What is needed ▸
Your task is to repeat the lines below exactly, excluding any pictures they contain.

[Bounding box annotation entries]
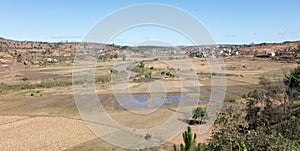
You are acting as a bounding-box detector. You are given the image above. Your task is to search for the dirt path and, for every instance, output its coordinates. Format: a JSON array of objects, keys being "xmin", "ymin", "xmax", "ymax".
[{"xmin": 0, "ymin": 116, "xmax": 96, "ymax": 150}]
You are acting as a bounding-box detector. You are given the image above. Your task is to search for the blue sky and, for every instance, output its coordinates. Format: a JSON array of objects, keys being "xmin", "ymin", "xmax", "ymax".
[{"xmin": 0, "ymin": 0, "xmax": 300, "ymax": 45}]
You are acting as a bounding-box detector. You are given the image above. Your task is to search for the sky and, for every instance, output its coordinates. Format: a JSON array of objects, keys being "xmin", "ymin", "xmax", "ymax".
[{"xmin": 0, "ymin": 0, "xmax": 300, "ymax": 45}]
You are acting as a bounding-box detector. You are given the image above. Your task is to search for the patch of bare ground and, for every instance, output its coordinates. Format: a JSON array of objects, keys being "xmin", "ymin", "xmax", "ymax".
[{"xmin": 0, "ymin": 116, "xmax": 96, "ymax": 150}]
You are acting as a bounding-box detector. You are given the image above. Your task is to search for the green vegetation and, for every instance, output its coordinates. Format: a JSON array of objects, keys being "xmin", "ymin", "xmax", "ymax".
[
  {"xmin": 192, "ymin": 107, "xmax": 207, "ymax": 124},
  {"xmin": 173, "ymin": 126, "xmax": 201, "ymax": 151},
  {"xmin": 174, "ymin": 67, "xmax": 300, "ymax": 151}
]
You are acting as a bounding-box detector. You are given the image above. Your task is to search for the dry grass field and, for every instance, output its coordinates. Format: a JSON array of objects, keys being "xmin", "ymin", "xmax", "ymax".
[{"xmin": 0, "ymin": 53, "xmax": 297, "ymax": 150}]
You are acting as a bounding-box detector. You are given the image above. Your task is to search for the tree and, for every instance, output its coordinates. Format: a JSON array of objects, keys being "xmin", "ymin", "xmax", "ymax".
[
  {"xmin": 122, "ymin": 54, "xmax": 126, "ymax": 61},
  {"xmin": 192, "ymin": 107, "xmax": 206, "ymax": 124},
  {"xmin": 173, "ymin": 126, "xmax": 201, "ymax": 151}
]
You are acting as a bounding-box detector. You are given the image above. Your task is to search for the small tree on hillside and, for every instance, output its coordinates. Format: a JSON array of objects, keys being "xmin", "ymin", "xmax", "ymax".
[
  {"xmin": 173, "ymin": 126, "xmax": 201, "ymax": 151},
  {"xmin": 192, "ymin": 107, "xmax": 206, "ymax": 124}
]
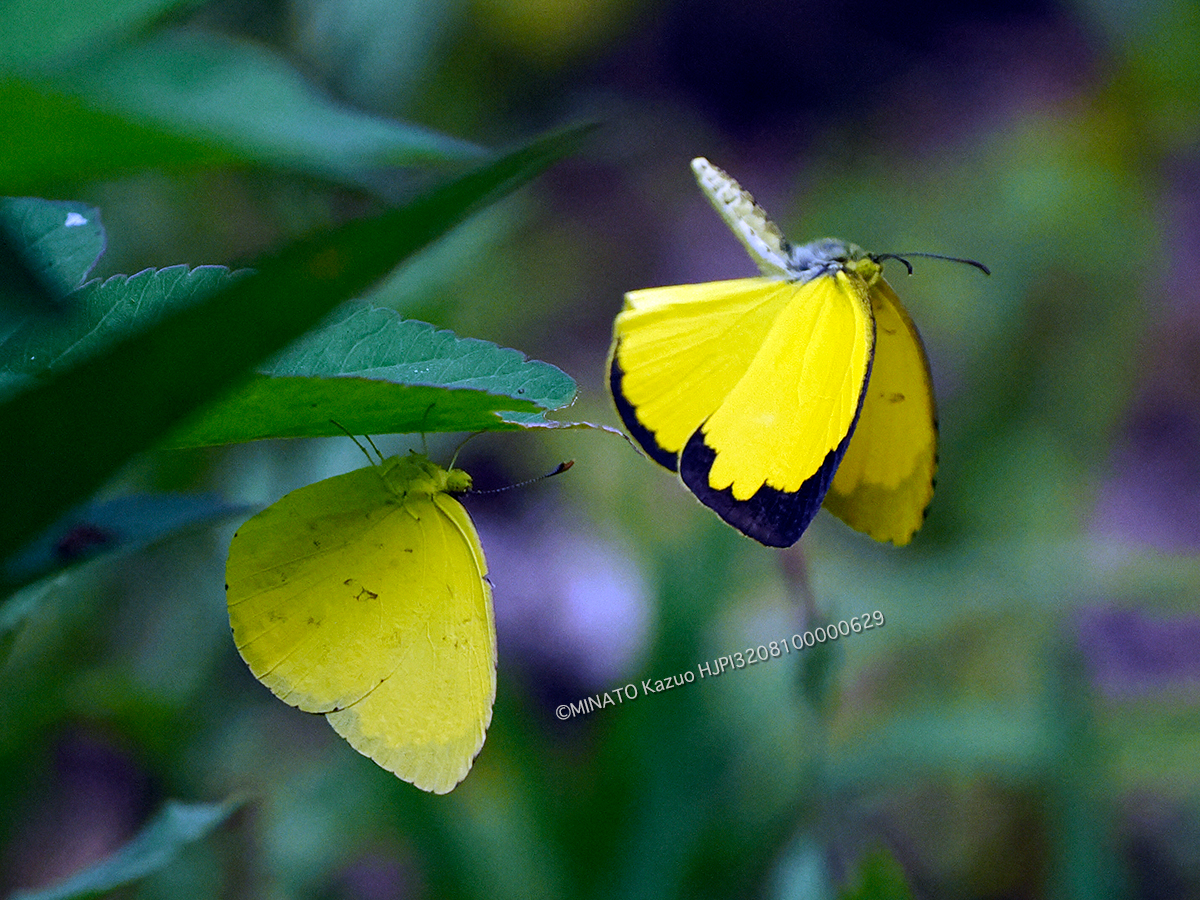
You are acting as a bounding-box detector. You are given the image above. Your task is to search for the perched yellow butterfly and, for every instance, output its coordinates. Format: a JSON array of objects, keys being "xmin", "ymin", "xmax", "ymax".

Final answer ▸
You are acting as a bounding-box detector. You are given the image above. Your task is to search for the dirt path and, for every instance, output its coordinates. Format: a JSON array of objects, keys being "xmin", "ymin", "xmax", "ymax".
[{"xmin": 0, "ymin": 116, "xmax": 96, "ymax": 150}]
You are acting as a bounding-box detector. You are given the image above. Your task is to search for the blue sky and, for every instance, output its coordinates. Format: a JSON array of objects, keys being "xmin", "ymin", "xmax", "ymax".
[{"xmin": 0, "ymin": 0, "xmax": 300, "ymax": 45}]
You are acting as a bounding-box detector. You are given the image above. Your task is to search for the sky and, for every instance, output its coordinates. Format: a JSON array of objects, keys being "xmin", "ymin", "xmax", "ymax".
[{"xmin": 0, "ymin": 0, "xmax": 300, "ymax": 45}]
You are acting as a bounding-box detector. You are given the image above. Your task is to search for the patch of bare ground and, for every instance, output its coordinates. Format: a JSON array of objects, keys being "xmin", "ymin", "xmax", "ymax".
[{"xmin": 0, "ymin": 116, "xmax": 96, "ymax": 150}]
You are acting as a bounding-box detector. You are given the image above. Your task is to search for the green vegetation and, for every instance, output its coordinates. Format: a JSON array of objects, keys being "xmin", "ymin", "xmax", "ymax".
[
  {"xmin": 192, "ymin": 107, "xmax": 207, "ymax": 124},
  {"xmin": 173, "ymin": 126, "xmax": 201, "ymax": 151},
  {"xmin": 174, "ymin": 67, "xmax": 300, "ymax": 151}
]
You are acting as a bounding-box detector. You are given the image above. Your task is to search for the dry grass field and, for every instance, output its coordinates. Format: a JSON array of objects, keys being "xmin", "ymin", "xmax", "ymax".
[{"xmin": 0, "ymin": 53, "xmax": 297, "ymax": 150}]
You are acting as a bounding-box detector. You are given the image above. Your task is to search for the tree and, for every instance, output its coordinates. Format: a JSON array of objects, keys being "xmin", "ymin", "xmax", "ymax".
[
  {"xmin": 122, "ymin": 54, "xmax": 126, "ymax": 61},
  {"xmin": 192, "ymin": 107, "xmax": 206, "ymax": 124},
  {"xmin": 173, "ymin": 126, "xmax": 201, "ymax": 151}
]
You are acting as a bounding-box detector. You are given the image above. Your task is to search for the small tree on hillside and, for every instance, output its coordinates. Format: a JSON array of objects, keys being "xmin", "ymin", "xmax", "ymax".
[
  {"xmin": 173, "ymin": 126, "xmax": 201, "ymax": 151},
  {"xmin": 192, "ymin": 107, "xmax": 206, "ymax": 124}
]
You are acting as a bounding-box detector. You are given the image above. Your task is to search for the perched yellow butterfly and, for every instance, output its coordinates. Format: a JSON array of objects, keys being "xmin", "ymin", "xmax", "ymax".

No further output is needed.